- Work to do
Write out again the stretch of lines from the one containing "target | white wall" through the final line, requests included, and shift every point coordinate by adding 124 to each number.

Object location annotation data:
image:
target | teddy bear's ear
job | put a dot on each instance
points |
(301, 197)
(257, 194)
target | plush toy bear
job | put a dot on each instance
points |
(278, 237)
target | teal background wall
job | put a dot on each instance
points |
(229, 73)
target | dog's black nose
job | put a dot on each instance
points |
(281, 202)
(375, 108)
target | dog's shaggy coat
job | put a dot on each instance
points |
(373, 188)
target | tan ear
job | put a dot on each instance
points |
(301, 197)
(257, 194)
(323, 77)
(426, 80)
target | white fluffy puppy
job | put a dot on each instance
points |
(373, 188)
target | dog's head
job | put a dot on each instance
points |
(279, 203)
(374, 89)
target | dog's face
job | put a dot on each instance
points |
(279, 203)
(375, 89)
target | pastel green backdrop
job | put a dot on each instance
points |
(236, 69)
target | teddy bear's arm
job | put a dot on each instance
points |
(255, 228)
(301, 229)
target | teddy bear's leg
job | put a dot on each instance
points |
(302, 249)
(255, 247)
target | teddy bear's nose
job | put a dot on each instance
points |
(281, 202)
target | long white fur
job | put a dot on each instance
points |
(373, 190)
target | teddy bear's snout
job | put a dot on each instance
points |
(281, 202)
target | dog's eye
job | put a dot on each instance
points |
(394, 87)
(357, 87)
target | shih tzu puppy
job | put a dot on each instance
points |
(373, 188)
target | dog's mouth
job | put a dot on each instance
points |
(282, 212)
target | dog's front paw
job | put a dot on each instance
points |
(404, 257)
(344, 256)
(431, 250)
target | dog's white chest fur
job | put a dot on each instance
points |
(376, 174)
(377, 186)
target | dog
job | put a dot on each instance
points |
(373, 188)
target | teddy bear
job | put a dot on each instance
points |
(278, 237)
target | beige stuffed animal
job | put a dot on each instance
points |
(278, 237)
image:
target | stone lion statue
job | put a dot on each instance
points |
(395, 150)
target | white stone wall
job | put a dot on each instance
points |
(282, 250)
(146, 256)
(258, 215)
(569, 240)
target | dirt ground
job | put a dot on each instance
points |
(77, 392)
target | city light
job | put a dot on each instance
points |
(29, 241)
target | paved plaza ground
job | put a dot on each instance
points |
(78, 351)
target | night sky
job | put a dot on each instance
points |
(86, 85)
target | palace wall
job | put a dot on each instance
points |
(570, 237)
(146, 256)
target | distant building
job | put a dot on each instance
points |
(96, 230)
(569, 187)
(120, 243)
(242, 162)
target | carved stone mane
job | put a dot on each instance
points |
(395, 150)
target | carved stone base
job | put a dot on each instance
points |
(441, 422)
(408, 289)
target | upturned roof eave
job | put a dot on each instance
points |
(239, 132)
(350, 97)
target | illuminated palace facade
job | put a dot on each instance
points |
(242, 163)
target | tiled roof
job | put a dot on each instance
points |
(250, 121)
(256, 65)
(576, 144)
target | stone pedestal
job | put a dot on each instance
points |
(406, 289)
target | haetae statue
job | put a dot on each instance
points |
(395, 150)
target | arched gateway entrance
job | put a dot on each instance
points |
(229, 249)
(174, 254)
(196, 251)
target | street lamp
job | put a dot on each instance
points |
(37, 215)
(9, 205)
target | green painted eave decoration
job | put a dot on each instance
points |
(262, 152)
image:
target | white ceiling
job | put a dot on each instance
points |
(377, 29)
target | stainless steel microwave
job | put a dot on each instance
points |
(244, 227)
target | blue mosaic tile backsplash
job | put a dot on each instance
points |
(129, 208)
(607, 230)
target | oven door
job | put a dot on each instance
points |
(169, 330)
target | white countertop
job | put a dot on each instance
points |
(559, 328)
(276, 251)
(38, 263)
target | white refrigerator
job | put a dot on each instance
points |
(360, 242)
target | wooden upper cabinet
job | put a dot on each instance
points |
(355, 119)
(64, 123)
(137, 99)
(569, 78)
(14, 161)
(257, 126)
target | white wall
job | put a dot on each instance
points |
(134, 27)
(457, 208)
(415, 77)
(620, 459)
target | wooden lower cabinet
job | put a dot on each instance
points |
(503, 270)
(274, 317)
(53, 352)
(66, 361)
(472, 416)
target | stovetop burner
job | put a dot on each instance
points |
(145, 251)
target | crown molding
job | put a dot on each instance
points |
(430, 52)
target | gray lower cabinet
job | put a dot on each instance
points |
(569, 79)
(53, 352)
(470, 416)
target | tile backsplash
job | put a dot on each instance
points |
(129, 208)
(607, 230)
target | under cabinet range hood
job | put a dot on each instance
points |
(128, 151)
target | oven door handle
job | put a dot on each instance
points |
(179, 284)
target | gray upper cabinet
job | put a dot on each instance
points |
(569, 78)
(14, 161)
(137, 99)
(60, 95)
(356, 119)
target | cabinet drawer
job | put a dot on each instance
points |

- Correct output
target | white wall
job | put a dot on each instance
points |
(258, 151)
(581, 332)
(539, 201)
(744, 583)
target | wooden lower cabinet
job | put a dot on each instance
points |
(627, 394)
(398, 441)
(177, 476)
(190, 485)
(596, 540)
target | stovetop burner
job | put a dot on each instance
points |
(269, 375)
target | crown molding
job | put a dot on each instance
points |
(554, 176)
target | gray lower cabinet
job | put a dot on each instance
points |
(693, 203)
(177, 476)
(594, 540)
target | tile backsplash
job | put a dot on each instance
points |
(253, 332)
(731, 354)
target | under cabinet range hood
job | put a dot on each instance
points |
(252, 275)
target | oven door handle
job | put a dot on each instance
points |
(303, 408)
target | gray upper cabinet
job | put a dot on each instance
points |
(693, 202)
(138, 285)
(261, 223)
(184, 219)
(480, 243)
target | cabinet drawer
job | put a dot on each instance
points |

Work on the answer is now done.